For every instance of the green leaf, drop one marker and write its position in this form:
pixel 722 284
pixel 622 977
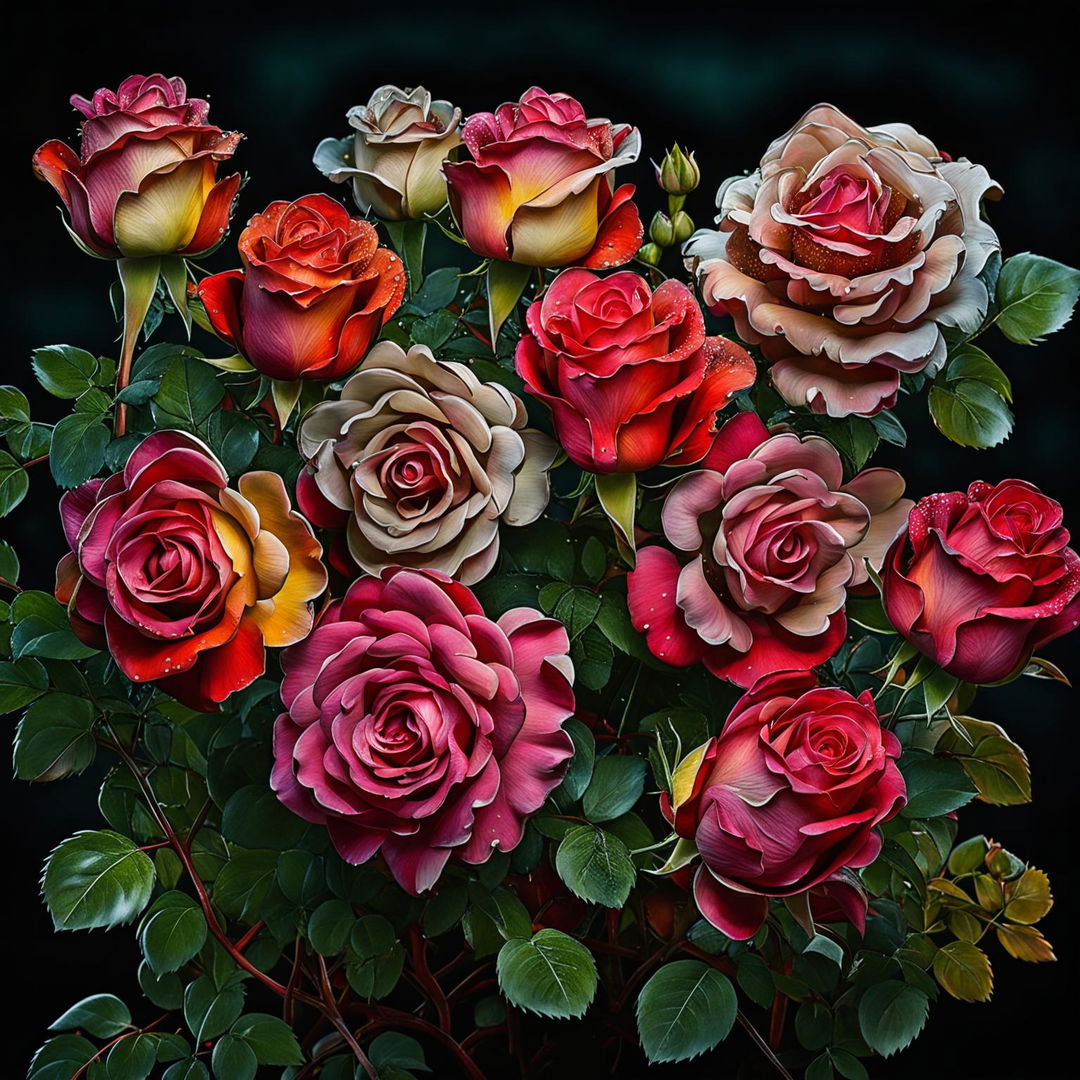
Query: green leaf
pixel 549 973
pixel 331 925
pixel 891 1014
pixel 963 970
pixel 271 1039
pixel 207 1010
pixel 62 1057
pixel 14 483
pixel 617 784
pixel 685 1009
pixel 505 283
pixel 970 413
pixel 96 879
pixel 233 1060
pixel 173 932
pixel 970 362
pixel 1036 296
pixel 596 866
pixel 78 448
pixel 103 1015
pixel 64 370
pixel 55 738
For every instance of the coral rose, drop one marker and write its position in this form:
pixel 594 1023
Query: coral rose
pixel 786 796
pixel 419 727
pixel 539 188
pixel 846 255
pixel 770 539
pixel 423 461
pixel 630 377
pixel 982 579
pixel 143 180
pixel 184 579
pixel 394 160
pixel 314 292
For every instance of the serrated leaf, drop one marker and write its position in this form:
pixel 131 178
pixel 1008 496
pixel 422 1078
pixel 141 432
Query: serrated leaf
pixel 685 1009
pixel 549 973
pixel 96 879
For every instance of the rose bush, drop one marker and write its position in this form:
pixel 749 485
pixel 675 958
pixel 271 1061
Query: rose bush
pixel 313 295
pixel 184 579
pixel 420 728
pixel 423 461
pixel 845 256
pixel 629 374
pixel 539 188
pixel 771 539
pixel 143 181
pixel 980 580
pixel 394 159
pixel 786 796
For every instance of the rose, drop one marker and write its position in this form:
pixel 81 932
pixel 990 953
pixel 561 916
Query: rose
pixel 184 579
pixel 539 188
pixel 773 538
pixel 980 580
pixel 845 255
pixel 426 460
pixel 418 726
pixel 630 377
pixel 785 797
pixel 402 138
pixel 314 293
pixel 143 181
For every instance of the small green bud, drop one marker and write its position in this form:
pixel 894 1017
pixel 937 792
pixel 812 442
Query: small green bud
pixel 683 226
pixel 661 230
pixel 678 173
pixel 650 254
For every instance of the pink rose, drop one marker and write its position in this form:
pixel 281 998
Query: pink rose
pixel 539 188
pixel 768 539
pixel 421 728
pixel 786 796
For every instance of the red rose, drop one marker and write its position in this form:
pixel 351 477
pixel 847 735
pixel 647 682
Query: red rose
pixel 630 377
pixel 314 292
pixel 184 579
pixel 981 580
pixel 143 181
pixel 785 797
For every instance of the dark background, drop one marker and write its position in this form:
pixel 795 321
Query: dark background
pixel 724 83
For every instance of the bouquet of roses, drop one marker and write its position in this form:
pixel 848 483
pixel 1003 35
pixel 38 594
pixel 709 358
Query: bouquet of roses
pixel 470 637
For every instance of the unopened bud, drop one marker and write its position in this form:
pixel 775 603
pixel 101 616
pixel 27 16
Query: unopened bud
pixel 678 173
pixel 661 229
pixel 683 226
pixel 650 254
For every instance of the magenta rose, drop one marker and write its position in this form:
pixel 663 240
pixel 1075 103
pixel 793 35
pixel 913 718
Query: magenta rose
pixel 767 540
pixel 982 579
pixel 419 727
pixel 784 799
pixel 630 377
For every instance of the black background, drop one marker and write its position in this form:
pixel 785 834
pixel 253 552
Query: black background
pixel 723 81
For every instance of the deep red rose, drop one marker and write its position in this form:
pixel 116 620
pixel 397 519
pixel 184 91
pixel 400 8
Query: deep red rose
pixel 314 293
pixel 630 377
pixel 143 181
pixel 184 579
pixel 785 797
pixel 980 580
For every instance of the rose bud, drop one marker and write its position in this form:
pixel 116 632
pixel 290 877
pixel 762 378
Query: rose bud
pixel 539 187
pixel 630 377
pixel 313 295
pixel 787 795
pixel 980 580
pixel 143 180
pixel 394 159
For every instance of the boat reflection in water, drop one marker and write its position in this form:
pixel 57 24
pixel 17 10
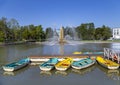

- - - -

- Problem statement
Update all of the material by replacing "drop one marker" with "place a single marker" wherever it occurs and leaving everything else unchanged. Leave the pictures out of your answer.

- Task answer
For every instance of the green leaf, place a single marker and write its position in this form:
pixel 722 284
pixel 622 977
Query: green leaf
pixel 549 973
pixel 331 925
pixel 891 1014
pixel 963 970
pixel 271 1039
pixel 207 1010
pixel 62 1057
pixel 14 483
pixel 617 784
pixel 685 1009
pixel 505 283
pixel 970 413
pixel 96 879
pixel 233 1060
pixel 173 932
pixel 970 362
pixel 1036 296
pixel 596 866
pixel 78 448
pixel 103 1015
pixel 64 370
pixel 55 738
For every instance of the coral rose, place a single marker and write its position in this form:
pixel 594 1023
Query: coral rose
pixel 786 796
pixel 419 727
pixel 539 188
pixel 846 255
pixel 770 539
pixel 423 461
pixel 630 377
pixel 982 579
pixel 143 180
pixel 184 579
pixel 394 160
pixel 314 292
For every instance of the serrated leaf, place a single marker and write its position in this form:
pixel 131 178
pixel 1008 496
pixel 422 1078
pixel 141 432
Query: serrated leaf
pixel 685 1009
pixel 549 973
pixel 96 879
For every instance of the rose bush, place a single marker and write its position in this form:
pixel 749 485
pixel 675 958
pixel 271 1061
Query: rose bush
pixel 313 295
pixel 184 579
pixel 420 728
pixel 423 461
pixel 845 256
pixel 629 374
pixel 539 188
pixel 771 539
pixel 143 181
pixel 980 580
pixel 394 159
pixel 786 796
For every instance of the rose, place a single marker and write its position in this form:
pixel 81 932
pixel 990 953
pixel 561 916
Query: rose
pixel 184 579
pixel 539 188
pixel 773 538
pixel 980 580
pixel 845 255
pixel 426 460
pixel 418 726
pixel 630 377
pixel 785 797
pixel 402 138
pixel 314 293
pixel 143 181
For every instance of the small green bud, place a single marker and write its position in this form:
pixel 894 1017
pixel 937 792
pixel 812 442
Query: small green bud
pixel 683 226
pixel 661 230
pixel 678 173
pixel 650 254
For every instance of the pink rose, place a single marker and write its position in this form:
pixel 281 998
Query: pink rose
pixel 539 188
pixel 768 539
pixel 421 728
pixel 786 796
For every instance of the red rose, place a single marker and write its position in this form:
pixel 351 477
pixel 847 735
pixel 647 682
Query: red rose
pixel 630 377
pixel 314 292
pixel 184 579
pixel 981 580
pixel 143 181
pixel 785 797
For every instance of the dark background, place a single marker and write its position in this form:
pixel 795 321
Query: dark background
pixel 724 83
For every instance of the bouquet of roses, place a single marker and write its position in this form:
pixel 848 483
pixel 1003 35
pixel 38 594
pixel 709 358
Query: bouquet of roses
pixel 470 637
For every instance of the unopened bud, place a single marker and write its position in this form:
pixel 775 603
pixel 101 616
pixel 27 16
Query: unopened bud
pixel 678 173
pixel 661 229
pixel 683 226
pixel 650 254
For every instance of the magenta rose, place a single marker and write its position in this form:
pixel 663 240
pixel 1075 103
pixel 793 35
pixel 913 718
Query: magenta rose
pixel 767 540
pixel 982 579
pixel 419 727
pixel 784 799
pixel 630 377
For every instance of the black background, place a single marker and write its position in this form:
pixel 785 834
pixel 253 552
Query: black background
pixel 723 81
For every instance of the deep red rose, place a single marker and write its position in this form:
pixel 116 620
pixel 397 519
pixel 184 91
pixel 400 8
Query: deep red rose
pixel 314 293
pixel 630 377
pixel 143 181
pixel 184 579
pixel 785 797
pixel 980 580
For every instance of the rose bud, place a single marker and write its position in this form:
pixel 116 632
pixel 290 877
pixel 762 378
Query: rose bud
pixel 539 187
pixel 630 377
pixel 313 295
pixel 787 795
pixel 980 580
pixel 143 180
pixel 394 159
For every instance of the boat reflection in water, place a single marker and write its position in this form:
pixel 57 24
pixel 17 10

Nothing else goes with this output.